Start of Exercise data

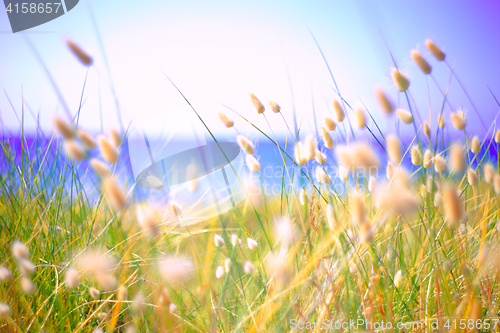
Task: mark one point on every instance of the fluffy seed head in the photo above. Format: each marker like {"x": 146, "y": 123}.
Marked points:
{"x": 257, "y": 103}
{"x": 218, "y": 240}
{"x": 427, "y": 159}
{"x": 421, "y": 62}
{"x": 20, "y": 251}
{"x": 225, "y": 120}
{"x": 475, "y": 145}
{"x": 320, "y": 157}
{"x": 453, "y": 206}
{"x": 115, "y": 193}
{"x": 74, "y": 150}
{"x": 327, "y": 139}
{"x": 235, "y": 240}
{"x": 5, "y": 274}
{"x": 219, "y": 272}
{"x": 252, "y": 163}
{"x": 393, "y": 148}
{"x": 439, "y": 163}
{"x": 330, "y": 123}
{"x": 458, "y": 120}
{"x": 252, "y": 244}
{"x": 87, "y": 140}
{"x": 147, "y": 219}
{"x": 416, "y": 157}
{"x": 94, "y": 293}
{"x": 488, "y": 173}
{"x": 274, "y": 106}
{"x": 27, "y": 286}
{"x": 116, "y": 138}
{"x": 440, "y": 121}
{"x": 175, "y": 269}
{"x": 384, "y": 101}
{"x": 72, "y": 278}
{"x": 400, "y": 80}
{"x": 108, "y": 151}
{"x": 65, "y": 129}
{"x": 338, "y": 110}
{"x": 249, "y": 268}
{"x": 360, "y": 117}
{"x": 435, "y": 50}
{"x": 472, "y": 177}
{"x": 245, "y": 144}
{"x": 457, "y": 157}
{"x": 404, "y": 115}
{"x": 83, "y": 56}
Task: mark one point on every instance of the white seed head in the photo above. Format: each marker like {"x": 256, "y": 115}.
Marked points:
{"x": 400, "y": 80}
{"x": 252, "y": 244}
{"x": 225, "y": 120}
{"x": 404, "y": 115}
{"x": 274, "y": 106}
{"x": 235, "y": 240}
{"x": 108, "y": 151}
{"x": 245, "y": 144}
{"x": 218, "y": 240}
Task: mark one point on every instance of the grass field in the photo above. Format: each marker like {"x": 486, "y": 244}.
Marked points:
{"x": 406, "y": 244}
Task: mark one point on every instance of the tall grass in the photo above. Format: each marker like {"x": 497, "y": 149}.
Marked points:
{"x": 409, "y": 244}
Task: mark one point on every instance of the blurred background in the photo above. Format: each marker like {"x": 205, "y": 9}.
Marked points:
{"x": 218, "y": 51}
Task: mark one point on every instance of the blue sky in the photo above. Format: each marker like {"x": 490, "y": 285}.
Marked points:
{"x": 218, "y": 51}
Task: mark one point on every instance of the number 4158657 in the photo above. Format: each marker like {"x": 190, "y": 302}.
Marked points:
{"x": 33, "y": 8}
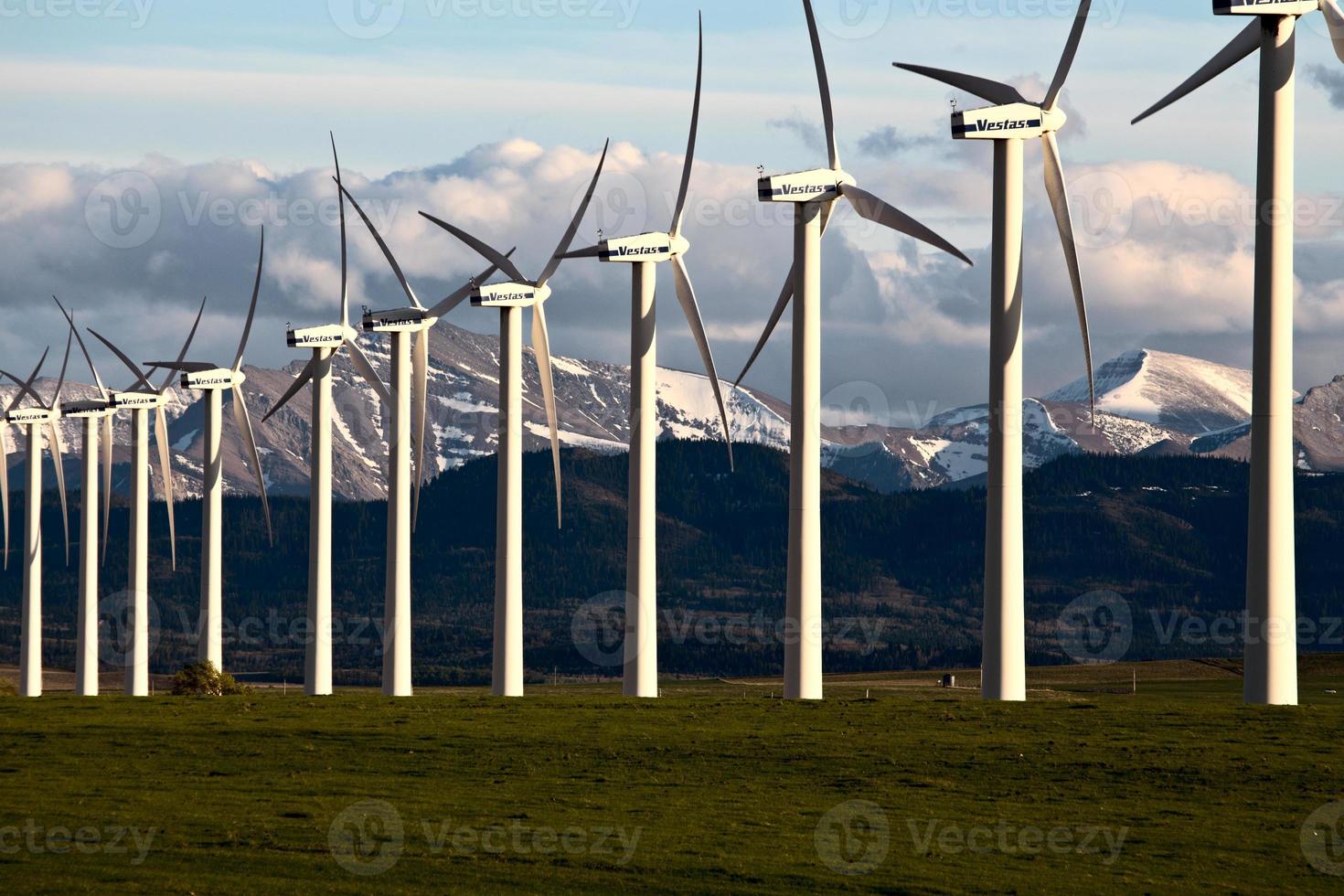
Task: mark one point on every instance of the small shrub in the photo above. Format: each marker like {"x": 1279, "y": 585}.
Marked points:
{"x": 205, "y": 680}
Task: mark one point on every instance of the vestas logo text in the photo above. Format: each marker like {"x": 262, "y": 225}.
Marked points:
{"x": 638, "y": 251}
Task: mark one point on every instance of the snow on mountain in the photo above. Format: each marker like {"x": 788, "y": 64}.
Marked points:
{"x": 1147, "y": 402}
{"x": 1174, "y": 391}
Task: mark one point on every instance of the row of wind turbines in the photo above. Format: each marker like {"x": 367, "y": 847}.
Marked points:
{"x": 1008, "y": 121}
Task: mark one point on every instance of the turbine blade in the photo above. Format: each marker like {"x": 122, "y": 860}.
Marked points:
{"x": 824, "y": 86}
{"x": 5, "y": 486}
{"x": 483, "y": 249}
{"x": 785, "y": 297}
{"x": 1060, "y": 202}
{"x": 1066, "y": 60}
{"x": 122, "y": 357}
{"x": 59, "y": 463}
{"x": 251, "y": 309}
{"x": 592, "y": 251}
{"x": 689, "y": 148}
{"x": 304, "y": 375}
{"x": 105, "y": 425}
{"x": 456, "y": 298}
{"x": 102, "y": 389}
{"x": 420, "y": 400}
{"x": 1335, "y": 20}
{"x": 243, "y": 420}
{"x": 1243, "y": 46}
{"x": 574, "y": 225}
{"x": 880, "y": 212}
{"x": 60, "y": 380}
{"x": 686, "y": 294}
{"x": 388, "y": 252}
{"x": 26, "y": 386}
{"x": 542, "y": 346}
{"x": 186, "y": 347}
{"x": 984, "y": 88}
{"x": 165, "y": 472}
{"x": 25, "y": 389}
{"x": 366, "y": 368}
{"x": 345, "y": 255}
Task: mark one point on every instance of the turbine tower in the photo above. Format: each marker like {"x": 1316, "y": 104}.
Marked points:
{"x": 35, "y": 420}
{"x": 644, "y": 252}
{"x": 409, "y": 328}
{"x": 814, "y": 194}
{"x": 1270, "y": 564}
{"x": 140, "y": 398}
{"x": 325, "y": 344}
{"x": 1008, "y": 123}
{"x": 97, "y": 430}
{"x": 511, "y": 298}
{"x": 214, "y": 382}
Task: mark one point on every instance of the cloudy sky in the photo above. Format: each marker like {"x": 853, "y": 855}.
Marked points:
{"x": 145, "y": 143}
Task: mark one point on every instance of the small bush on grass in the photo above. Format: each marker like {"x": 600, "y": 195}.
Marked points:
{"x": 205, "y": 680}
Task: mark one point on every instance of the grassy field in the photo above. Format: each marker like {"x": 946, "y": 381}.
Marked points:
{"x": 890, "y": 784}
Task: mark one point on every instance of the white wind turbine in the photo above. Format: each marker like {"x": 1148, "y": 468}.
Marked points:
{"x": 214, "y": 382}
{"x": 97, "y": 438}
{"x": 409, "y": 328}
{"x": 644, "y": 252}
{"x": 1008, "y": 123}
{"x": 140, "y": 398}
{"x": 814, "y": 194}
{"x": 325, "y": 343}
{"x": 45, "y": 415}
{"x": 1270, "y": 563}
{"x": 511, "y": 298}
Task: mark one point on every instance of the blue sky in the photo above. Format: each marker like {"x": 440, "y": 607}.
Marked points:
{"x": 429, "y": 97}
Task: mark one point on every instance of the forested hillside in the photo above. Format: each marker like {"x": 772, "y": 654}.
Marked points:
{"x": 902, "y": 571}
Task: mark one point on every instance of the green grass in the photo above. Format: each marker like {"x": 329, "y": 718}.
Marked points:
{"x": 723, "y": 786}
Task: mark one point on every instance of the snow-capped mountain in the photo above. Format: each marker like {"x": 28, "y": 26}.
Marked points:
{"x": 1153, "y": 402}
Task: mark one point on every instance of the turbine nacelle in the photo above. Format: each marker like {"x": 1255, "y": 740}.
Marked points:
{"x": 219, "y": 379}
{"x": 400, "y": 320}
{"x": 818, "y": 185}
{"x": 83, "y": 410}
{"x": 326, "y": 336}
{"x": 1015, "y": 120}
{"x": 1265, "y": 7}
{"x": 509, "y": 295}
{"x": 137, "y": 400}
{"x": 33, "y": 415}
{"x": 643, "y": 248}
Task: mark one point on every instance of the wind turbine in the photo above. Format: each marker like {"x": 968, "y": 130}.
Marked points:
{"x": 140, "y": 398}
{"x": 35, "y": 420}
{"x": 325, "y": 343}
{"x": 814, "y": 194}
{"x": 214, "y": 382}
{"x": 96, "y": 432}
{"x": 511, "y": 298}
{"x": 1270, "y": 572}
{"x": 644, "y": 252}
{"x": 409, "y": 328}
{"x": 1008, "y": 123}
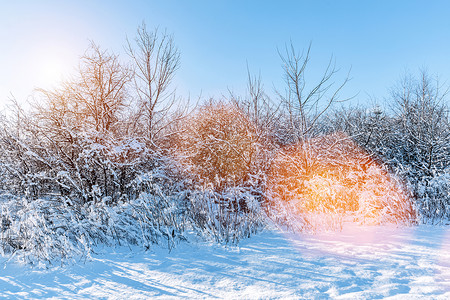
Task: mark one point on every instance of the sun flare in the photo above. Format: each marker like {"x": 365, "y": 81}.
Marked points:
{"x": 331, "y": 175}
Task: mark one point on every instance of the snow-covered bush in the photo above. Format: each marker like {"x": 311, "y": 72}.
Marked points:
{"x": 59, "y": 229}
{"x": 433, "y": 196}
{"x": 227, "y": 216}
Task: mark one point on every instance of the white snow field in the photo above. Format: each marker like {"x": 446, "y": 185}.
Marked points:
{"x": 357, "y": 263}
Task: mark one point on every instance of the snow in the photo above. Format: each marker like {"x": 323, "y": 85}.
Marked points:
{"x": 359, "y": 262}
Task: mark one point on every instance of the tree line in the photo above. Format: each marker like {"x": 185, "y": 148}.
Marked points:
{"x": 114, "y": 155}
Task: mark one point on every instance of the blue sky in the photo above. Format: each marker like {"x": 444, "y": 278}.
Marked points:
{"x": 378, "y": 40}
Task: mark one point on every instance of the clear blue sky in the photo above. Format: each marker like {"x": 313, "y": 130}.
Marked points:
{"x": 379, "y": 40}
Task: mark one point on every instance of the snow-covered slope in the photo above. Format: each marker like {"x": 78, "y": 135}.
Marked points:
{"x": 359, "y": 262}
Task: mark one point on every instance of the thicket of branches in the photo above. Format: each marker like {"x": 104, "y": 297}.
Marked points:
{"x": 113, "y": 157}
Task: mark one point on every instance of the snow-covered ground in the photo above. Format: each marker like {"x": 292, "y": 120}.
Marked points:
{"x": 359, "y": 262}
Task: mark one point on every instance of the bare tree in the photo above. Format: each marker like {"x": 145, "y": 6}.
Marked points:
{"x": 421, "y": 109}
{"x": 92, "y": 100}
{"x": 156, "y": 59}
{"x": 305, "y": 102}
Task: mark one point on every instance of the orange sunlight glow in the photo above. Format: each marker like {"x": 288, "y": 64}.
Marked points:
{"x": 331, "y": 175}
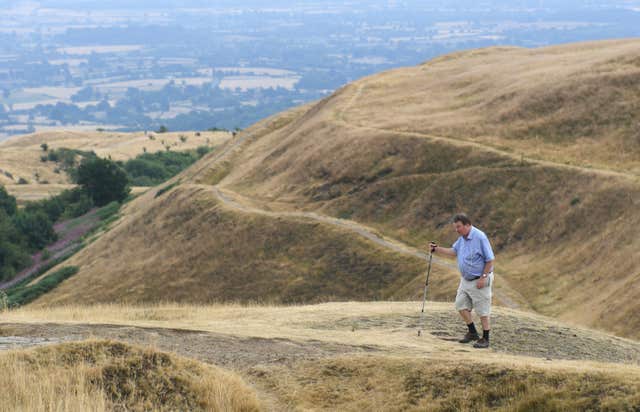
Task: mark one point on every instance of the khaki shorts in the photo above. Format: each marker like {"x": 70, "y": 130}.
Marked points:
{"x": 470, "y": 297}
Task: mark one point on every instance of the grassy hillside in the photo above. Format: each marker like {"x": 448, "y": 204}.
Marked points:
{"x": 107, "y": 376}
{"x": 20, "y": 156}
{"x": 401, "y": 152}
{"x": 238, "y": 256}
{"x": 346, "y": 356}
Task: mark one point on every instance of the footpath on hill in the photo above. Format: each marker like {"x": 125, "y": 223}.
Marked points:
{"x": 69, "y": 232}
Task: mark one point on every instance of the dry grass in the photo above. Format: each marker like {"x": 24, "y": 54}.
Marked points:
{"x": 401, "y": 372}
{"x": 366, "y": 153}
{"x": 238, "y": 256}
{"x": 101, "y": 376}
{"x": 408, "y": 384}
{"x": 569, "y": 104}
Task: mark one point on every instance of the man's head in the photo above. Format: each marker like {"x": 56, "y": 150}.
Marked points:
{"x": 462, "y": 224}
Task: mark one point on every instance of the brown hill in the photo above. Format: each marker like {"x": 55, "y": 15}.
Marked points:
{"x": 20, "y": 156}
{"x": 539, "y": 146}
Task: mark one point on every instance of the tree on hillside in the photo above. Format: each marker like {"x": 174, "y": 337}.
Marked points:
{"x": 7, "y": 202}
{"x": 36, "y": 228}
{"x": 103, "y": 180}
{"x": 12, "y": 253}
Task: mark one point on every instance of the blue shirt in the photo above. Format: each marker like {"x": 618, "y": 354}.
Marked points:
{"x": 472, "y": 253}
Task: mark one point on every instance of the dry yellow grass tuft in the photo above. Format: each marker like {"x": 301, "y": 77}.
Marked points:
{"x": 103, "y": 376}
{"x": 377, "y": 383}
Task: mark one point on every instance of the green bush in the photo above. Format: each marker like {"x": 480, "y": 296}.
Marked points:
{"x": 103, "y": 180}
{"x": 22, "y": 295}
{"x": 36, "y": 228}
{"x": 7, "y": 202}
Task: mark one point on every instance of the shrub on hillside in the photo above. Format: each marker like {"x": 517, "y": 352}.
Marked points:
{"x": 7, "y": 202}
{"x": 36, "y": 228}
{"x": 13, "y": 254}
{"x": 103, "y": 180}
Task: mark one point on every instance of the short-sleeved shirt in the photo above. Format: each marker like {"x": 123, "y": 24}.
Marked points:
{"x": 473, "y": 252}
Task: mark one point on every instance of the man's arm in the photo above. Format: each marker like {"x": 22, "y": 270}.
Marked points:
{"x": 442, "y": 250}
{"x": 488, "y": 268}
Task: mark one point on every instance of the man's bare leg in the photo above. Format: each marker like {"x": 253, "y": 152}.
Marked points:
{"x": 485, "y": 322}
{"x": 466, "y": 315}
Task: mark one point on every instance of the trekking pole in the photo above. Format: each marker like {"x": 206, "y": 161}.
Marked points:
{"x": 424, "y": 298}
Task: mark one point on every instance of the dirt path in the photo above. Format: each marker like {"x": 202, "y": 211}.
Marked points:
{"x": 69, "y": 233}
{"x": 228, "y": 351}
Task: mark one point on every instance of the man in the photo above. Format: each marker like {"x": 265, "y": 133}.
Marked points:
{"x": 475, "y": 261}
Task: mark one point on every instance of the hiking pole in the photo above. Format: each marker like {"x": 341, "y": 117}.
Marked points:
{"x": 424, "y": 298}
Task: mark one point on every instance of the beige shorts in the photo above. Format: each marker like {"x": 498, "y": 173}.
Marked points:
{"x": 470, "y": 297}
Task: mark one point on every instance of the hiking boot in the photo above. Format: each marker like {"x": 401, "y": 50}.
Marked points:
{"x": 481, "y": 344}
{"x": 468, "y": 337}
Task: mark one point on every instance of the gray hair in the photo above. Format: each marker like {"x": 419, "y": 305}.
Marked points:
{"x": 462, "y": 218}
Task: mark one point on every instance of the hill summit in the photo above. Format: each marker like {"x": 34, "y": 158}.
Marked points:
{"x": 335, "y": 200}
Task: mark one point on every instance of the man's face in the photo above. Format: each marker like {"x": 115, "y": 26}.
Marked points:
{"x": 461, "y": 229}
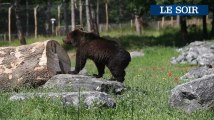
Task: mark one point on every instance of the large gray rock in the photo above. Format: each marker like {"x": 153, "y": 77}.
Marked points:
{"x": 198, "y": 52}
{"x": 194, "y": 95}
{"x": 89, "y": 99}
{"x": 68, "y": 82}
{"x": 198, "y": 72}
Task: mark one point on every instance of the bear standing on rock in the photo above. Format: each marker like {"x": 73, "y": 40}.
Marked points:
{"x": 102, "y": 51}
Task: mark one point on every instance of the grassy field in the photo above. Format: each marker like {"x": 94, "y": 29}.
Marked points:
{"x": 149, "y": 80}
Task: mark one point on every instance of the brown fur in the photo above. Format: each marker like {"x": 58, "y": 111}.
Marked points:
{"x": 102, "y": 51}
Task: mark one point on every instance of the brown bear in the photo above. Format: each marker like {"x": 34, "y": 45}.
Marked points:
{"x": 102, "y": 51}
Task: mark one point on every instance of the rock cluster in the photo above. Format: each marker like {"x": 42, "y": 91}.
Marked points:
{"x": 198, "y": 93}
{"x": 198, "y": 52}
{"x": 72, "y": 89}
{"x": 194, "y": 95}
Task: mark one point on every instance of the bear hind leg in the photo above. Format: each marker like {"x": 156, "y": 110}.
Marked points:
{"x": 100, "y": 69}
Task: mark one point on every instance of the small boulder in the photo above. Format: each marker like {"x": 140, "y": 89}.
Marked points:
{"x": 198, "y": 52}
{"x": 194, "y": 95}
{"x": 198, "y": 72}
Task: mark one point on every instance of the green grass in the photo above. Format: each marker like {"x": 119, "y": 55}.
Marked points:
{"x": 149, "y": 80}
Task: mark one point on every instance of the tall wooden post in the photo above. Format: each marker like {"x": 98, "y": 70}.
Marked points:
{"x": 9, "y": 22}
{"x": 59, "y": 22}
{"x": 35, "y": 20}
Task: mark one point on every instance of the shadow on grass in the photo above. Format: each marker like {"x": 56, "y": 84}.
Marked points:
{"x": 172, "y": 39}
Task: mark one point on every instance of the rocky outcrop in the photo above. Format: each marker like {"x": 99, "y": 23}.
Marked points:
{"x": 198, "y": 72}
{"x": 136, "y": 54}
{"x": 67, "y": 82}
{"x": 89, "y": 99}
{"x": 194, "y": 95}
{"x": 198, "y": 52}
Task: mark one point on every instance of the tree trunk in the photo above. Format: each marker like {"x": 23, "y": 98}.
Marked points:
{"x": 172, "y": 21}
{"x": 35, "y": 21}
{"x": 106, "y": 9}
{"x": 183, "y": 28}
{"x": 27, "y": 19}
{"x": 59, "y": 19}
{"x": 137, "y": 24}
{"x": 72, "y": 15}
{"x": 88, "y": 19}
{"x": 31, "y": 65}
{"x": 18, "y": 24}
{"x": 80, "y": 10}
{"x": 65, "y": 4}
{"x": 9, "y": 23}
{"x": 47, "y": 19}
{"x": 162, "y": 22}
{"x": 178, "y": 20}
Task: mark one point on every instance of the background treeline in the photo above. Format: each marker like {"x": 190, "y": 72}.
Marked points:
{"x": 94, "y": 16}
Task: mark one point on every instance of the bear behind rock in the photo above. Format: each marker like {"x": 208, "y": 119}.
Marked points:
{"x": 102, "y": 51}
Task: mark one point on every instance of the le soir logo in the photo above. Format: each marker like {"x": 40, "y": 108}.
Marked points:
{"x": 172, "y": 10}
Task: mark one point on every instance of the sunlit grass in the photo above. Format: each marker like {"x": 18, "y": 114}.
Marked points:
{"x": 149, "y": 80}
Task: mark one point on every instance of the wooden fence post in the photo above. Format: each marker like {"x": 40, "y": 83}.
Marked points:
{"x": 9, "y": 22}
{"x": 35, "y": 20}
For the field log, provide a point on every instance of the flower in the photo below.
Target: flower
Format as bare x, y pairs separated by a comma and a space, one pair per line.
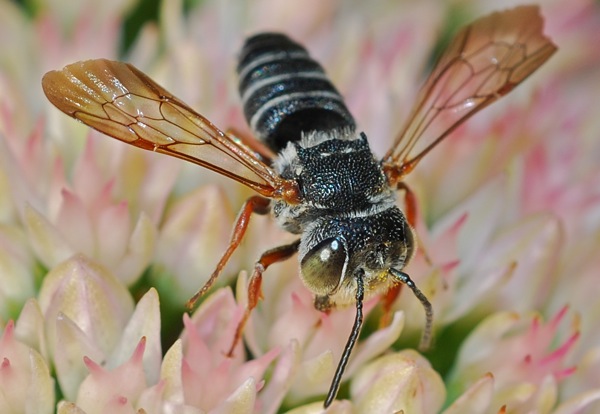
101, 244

End of Exercise data

Return a copy of each line in the entries that contains "gray".

Task: mark one point on every instance of the gray hair in the photo above. Format: each marker like {"x": 419, "y": 305}.
Task: mark one point on every instance of the large gray rock in the photo above. Format: each marker like {"x": 153, "y": 77}.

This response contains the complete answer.